PROBLEM 1>
List every named institution (hospital, university, or school) in the passage below about a teenage Barry Obama's walk to school.
PROBLEM 2>
Continue the passage about a teenage Barry Obama's morning walk to school, starting after its last sentence.

PASSAGE FOR REVIEW>
On weekday mornings as a teenager, Barry Obama left his grandparents' apartment on the 10th floor of the 12-story high-rise at 1617 South Beretania, a mile and half above Waikiki Beach, and walked up Punahou Street in the shadows of capacious banyan trees and date palms. Before crossing the overpass above the H1 freeway, where traffic zoomed east to body-surfing beaches or west to the airport and Pearl Harbor, he passed Kapiolani Medical Center, walking below the hospital room where he was born on Aug. 4, 1961. Two blocks further along, at the intersection with Wilder, he could look left toward the small apartment on Poki where he had spent a few years with his little sister, Maya, and his mother, Ann, back when she was getting her master's degree at the University of Hawaii before she left again for Indonesia. Soon enough he was at the lower edge of Punahou School, the gracefully sloping private campus where he studied some and played basketball more.

DATA PROVIDED>
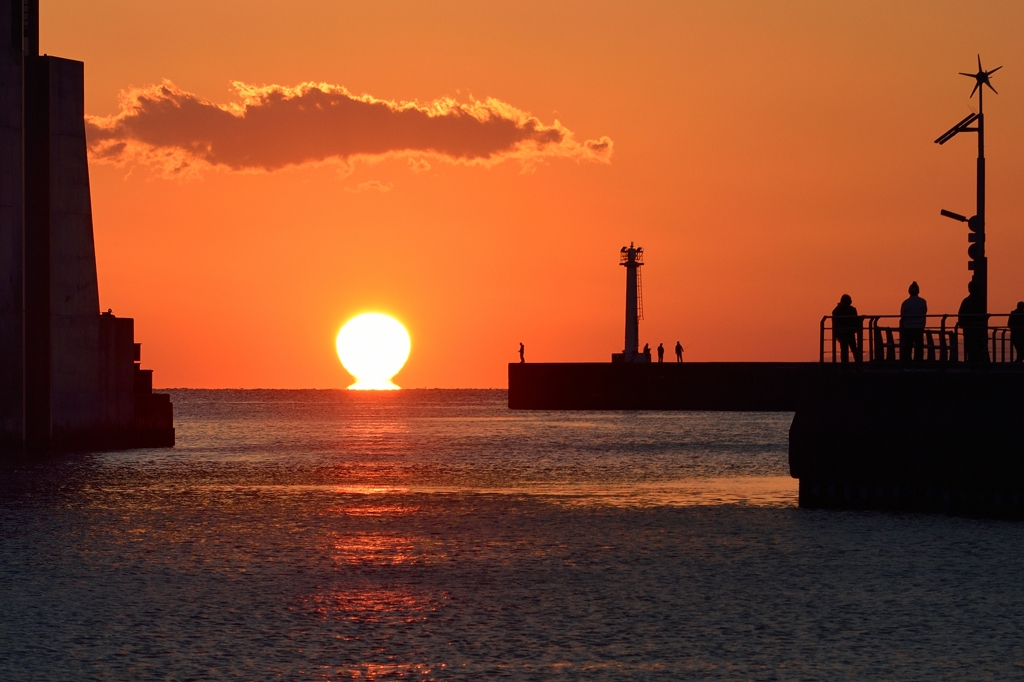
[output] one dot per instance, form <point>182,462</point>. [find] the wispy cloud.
<point>371,185</point>
<point>272,127</point>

ANSWER BOX 1>
- Kapiolani Medical Center
- University of Hawaii
- Punahou School

ANSWER BOX 2>
An adolescent life told in five Honolulu blocks, confined and compact, but far, far away. Apart from other unprecedented aspects of his rise, it is a geographical truth that no politician in American history has traveled farther than Barack Obama to be within reach of the White House. He was born and spent most of his formative years on Oahu, in distance the most removed population center on the planet, some 2,390 miles from California, farther from a major landmass than anywhere but Easter Island. In the westward impulse of American settlement, his birthplace was the last frontier, an outpost with its own time zone, the 50th of the United States, admitted to the union only two years before Obama came along.